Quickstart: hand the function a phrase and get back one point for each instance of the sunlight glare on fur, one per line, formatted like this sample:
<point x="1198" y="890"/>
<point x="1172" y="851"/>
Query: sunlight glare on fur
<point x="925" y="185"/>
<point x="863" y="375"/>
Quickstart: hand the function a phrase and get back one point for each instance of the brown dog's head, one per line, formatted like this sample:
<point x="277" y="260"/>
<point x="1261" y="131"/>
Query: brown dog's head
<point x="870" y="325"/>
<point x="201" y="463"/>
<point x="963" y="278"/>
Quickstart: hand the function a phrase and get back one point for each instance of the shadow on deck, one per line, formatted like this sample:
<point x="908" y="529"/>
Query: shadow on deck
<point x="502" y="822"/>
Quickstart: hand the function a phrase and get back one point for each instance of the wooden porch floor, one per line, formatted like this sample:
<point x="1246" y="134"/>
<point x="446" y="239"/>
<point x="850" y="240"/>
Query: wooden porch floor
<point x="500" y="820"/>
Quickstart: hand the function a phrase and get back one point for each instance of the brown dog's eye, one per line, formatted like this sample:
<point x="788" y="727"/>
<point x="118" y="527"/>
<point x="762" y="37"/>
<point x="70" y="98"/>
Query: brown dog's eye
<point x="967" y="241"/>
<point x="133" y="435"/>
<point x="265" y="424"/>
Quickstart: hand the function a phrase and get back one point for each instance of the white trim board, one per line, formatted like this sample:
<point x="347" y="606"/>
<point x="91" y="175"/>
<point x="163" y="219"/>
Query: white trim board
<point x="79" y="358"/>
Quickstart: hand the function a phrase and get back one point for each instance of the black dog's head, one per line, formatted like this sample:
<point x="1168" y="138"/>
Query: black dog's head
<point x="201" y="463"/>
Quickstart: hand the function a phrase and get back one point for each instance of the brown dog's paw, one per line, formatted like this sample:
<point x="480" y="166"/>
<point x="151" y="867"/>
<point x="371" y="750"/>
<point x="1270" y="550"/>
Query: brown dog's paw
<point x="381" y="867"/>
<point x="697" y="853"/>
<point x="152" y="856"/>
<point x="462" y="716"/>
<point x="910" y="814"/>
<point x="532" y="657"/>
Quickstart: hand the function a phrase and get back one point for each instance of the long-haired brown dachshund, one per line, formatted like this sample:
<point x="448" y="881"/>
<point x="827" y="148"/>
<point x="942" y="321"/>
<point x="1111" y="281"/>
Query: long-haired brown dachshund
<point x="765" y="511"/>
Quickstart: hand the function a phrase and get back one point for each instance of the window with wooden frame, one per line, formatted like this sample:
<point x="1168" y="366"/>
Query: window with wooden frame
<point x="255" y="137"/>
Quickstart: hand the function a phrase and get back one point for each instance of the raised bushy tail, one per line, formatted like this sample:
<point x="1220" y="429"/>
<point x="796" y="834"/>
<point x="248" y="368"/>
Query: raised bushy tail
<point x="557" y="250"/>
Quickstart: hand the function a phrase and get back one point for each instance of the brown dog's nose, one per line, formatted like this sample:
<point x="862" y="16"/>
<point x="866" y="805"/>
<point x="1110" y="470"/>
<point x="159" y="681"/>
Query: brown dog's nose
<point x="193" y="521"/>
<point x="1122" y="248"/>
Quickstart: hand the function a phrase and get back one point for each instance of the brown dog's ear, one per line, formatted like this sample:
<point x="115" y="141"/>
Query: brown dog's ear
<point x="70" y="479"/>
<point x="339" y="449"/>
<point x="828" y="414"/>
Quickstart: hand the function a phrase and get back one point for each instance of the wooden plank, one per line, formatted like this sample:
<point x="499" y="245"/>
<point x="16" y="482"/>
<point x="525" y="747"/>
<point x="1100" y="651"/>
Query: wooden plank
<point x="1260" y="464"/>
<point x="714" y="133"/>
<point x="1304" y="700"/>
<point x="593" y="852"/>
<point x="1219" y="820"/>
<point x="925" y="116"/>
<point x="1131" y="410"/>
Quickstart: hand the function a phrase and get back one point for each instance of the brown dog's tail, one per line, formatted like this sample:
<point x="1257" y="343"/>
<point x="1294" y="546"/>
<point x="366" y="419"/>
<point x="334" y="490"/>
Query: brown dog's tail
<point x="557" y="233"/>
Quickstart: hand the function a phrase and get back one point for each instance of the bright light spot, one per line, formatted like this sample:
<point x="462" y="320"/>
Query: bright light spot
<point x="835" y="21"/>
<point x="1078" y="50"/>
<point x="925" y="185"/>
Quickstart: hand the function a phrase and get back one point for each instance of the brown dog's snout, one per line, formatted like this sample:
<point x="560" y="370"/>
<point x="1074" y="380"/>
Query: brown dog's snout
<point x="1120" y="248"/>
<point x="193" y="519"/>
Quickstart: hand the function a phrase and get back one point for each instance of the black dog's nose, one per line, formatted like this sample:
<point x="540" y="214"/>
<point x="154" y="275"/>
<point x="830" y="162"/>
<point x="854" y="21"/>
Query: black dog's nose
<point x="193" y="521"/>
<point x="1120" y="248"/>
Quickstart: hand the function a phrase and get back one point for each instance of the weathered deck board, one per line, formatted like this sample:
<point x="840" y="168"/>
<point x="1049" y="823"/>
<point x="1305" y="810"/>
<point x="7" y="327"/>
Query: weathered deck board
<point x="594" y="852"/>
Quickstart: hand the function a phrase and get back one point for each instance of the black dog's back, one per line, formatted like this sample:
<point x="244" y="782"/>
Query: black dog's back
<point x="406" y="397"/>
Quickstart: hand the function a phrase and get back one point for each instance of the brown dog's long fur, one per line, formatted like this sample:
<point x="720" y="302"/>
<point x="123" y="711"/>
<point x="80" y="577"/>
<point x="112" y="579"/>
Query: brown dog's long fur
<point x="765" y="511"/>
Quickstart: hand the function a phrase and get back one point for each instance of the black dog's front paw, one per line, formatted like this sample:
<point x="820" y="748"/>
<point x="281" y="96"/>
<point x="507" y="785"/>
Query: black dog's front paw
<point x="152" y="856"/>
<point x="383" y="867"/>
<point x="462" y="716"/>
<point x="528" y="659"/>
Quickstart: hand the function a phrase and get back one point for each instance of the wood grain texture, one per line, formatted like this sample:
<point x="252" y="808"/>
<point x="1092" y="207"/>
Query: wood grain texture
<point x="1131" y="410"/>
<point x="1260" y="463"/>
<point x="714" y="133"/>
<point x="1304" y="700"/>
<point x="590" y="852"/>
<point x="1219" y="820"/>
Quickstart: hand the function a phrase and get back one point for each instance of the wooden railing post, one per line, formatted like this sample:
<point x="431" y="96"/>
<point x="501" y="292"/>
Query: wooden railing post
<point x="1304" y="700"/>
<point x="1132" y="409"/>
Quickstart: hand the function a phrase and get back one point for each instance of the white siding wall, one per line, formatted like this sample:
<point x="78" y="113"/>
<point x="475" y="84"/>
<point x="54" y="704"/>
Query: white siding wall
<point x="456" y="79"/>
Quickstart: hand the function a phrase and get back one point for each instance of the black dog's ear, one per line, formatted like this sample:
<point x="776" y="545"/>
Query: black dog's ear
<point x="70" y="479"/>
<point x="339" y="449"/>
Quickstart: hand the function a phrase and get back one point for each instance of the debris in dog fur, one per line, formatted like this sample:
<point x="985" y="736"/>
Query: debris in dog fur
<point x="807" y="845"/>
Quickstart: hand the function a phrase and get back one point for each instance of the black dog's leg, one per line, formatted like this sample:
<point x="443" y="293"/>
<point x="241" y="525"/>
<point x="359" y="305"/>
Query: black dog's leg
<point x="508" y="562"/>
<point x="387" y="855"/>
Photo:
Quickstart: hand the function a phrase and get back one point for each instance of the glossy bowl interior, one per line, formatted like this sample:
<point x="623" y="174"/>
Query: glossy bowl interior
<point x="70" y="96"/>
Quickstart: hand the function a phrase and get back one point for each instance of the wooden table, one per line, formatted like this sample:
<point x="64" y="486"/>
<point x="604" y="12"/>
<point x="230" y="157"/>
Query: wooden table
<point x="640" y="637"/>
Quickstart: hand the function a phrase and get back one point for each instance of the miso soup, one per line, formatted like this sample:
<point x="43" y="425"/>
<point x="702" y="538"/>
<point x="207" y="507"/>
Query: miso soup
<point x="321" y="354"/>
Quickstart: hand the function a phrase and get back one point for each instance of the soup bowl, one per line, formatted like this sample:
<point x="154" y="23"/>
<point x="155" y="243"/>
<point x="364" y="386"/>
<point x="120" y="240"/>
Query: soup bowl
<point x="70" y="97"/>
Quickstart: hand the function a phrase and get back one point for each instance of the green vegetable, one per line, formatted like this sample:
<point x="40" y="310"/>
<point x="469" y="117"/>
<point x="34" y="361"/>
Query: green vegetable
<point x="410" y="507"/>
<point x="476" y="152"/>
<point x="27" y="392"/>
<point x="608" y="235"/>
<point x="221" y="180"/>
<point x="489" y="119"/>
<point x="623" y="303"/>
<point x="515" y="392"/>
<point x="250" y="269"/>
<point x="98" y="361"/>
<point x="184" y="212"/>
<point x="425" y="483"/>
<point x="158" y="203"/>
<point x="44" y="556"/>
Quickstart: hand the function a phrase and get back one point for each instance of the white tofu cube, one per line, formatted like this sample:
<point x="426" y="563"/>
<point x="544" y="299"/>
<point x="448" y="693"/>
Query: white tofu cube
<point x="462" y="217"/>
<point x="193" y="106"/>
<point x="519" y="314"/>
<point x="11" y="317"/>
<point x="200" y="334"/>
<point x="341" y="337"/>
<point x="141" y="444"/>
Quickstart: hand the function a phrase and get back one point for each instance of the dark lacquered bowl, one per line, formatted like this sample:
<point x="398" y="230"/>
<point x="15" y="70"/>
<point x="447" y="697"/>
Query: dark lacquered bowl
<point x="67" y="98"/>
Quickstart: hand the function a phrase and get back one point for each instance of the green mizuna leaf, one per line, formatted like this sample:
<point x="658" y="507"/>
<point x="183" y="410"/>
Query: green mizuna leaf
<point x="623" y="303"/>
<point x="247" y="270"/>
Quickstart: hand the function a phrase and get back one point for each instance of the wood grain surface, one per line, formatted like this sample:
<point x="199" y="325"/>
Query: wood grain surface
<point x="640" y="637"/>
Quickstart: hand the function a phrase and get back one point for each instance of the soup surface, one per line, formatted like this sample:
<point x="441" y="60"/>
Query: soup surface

+++

§ **WORK INSTRUCTIONS**
Repeat the line containing "the green mizuna" and all subsequent lines through the final line of the data, exactly and with no others.

§ **OUTPUT OF THE EXERCISE**
Quickstart: hand the function a phrase and get back one point for each instance of the green mizuna leaf, one per line, formatted like this sample:
<point x="658" y="507"/>
<point x="183" y="410"/>
Query: green mizuna leaf
<point x="623" y="303"/>
<point x="247" y="270"/>
Quickstart: hand the function a phrase and get back one point for each instance of the wood grain surface, one per line, formatted like this sample:
<point x="199" y="325"/>
Query: wood grain surface
<point x="640" y="637"/>
Quickstart: hand the function a phrase and get back one point for each instance of the soup surface, one per line, formatted like this sample:
<point x="441" y="60"/>
Query: soup surface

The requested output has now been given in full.